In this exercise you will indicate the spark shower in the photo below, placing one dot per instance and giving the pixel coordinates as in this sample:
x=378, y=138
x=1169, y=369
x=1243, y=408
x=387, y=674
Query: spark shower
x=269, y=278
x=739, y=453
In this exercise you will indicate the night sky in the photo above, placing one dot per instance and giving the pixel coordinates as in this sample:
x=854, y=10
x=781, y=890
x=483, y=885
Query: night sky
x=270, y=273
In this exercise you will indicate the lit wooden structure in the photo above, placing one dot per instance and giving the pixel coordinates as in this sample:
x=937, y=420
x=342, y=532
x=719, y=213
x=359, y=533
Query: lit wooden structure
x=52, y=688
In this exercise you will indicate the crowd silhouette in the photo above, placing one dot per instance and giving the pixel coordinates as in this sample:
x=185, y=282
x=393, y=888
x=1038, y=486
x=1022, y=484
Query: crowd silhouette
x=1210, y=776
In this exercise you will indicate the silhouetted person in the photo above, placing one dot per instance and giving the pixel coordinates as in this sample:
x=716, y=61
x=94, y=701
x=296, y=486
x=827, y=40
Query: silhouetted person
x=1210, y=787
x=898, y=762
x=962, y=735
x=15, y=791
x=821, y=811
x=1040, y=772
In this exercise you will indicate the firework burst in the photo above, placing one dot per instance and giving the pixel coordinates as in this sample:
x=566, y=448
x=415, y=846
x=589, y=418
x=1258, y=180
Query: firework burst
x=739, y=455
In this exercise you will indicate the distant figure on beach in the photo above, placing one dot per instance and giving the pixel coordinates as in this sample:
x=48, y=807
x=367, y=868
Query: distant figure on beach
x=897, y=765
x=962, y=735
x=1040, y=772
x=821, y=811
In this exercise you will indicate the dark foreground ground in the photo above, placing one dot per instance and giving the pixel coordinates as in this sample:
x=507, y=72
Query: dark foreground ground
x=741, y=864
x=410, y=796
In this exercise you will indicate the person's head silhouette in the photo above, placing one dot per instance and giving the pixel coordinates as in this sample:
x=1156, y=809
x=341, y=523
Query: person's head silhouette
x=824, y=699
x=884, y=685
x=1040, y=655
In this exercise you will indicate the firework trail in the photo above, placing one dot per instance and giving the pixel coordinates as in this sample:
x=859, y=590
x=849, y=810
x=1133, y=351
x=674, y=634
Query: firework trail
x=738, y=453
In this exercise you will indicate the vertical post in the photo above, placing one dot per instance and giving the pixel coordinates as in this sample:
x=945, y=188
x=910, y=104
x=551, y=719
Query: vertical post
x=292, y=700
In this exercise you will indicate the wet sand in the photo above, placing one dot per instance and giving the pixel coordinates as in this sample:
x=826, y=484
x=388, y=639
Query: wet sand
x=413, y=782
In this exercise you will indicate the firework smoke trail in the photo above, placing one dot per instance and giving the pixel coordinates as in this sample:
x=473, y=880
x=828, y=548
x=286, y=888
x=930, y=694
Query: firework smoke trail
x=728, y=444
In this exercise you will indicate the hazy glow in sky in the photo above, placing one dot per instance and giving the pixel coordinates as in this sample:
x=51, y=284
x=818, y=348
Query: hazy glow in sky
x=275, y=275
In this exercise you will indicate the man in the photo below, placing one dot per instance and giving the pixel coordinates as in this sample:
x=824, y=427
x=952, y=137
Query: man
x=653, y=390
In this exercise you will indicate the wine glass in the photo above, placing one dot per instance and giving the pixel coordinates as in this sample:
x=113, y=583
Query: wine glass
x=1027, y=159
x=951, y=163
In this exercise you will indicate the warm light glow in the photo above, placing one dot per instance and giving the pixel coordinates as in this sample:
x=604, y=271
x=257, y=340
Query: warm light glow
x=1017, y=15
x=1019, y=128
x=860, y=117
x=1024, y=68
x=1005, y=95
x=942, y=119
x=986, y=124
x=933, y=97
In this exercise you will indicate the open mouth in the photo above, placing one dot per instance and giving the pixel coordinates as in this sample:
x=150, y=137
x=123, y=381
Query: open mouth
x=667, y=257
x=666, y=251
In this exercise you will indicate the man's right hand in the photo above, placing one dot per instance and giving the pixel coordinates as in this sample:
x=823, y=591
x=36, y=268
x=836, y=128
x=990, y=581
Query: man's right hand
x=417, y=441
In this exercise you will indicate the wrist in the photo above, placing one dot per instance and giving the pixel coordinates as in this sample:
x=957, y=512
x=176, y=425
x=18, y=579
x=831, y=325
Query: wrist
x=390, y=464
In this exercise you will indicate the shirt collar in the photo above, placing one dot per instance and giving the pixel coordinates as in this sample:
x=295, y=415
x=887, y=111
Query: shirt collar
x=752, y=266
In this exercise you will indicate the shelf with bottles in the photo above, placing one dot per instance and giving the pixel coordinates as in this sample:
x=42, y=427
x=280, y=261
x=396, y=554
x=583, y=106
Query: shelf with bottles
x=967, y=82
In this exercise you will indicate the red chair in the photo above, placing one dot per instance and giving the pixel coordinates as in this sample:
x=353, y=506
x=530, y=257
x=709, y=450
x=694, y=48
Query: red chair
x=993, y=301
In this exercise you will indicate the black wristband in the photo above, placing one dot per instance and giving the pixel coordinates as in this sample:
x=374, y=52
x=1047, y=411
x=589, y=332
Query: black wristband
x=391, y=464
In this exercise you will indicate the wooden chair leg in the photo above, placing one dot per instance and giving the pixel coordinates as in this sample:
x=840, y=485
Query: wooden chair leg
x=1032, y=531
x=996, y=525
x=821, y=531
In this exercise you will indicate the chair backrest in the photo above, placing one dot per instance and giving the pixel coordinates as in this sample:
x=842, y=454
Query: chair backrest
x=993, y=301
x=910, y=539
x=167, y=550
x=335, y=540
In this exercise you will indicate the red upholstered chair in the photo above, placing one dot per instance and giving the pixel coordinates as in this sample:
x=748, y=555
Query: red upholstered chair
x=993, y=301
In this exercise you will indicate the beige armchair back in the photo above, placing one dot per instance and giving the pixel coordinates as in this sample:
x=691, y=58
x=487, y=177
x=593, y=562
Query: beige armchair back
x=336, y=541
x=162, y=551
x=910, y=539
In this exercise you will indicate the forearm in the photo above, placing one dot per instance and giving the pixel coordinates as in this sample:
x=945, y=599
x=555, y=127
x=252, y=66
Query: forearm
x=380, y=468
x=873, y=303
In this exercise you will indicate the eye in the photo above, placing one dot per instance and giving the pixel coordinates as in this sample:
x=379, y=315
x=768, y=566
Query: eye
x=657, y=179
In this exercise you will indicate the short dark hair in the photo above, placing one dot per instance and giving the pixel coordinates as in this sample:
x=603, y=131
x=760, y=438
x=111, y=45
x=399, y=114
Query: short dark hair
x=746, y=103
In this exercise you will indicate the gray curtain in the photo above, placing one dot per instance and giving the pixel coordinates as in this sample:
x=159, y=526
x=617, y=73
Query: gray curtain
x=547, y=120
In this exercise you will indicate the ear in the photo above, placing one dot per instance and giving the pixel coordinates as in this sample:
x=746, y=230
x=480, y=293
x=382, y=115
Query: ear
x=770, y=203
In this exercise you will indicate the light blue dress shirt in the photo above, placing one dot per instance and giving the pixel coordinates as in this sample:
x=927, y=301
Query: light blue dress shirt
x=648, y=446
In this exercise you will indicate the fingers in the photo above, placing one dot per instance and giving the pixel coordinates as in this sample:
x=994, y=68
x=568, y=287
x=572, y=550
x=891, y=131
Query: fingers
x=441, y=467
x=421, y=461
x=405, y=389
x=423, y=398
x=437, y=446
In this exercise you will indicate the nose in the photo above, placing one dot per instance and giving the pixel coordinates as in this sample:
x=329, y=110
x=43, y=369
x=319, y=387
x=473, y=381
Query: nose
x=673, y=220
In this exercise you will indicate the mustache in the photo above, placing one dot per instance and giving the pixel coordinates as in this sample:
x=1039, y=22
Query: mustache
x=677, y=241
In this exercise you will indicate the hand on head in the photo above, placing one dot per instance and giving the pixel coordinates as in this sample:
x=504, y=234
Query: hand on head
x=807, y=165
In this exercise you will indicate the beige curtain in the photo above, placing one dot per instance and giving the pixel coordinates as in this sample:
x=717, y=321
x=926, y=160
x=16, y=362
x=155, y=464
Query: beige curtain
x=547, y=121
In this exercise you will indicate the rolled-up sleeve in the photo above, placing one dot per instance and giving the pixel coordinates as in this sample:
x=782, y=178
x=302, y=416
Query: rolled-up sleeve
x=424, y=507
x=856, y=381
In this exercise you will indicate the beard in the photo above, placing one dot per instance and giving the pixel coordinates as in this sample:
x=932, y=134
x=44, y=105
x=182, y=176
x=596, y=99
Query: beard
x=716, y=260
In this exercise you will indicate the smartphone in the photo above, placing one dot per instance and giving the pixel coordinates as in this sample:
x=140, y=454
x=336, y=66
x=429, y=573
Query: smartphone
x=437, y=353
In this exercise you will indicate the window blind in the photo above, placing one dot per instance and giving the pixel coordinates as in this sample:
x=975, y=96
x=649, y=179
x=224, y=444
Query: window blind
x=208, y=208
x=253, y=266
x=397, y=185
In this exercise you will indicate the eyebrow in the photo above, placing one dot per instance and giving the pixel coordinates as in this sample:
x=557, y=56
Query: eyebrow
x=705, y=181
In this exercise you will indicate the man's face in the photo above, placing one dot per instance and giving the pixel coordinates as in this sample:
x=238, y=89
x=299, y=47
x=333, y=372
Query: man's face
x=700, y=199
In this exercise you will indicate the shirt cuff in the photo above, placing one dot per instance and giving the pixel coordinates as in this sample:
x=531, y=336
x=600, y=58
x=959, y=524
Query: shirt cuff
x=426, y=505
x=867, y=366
--------------------------------
--- Consigne ---
Recopiez à l'identique les lignes des enregistrements ci-dessus, en commençant par celle qui contient « In this exercise you will indicate the distant » et en continuant jusqu'à celle qui contient « x=413, y=782 », ces deux lignes incluses.

--- Réponse écrite ---
In this exercise you will indicate the distant figure on beach in the photo above, placing one dot per instance and giving the pixel coordinates as in this sample:
x=48, y=807
x=367, y=868
Query: distant figure on beach
x=897, y=765
x=962, y=735
x=1040, y=772
x=821, y=811
In this exercise you will indicate the dark foreground ground in the photo above, placing one dot per instance and giving the pixel coordinates as in this sample:
x=507, y=72
Query: dark foreground ground
x=741, y=864
x=410, y=796
In this exercise you will indicate the person's head silhouette in the photo above, placing one dot per instance and giving the pixel coordinates as in this sample:
x=1156, y=809
x=341, y=523
Query: person's head silhouette
x=824, y=699
x=884, y=685
x=1040, y=655
In this exercise you will indicate the firework trail in the photo above, placing one dot per instance and giving the pixel coordinates as in this sample:
x=859, y=590
x=849, y=810
x=1133, y=351
x=674, y=634
Query: firework trail
x=738, y=453
In this exercise you will indicate the vertical post in the photo above, placing one dot per instance and giving the pixel coordinates as in this sample:
x=945, y=188
x=910, y=104
x=551, y=719
Query: vertical post
x=292, y=700
In this exercise you will indicate the wet sand in the photo above, placing one dot per instance and giving the pixel coordinates as in this sample:
x=826, y=484
x=388, y=639
Query: wet sand
x=413, y=782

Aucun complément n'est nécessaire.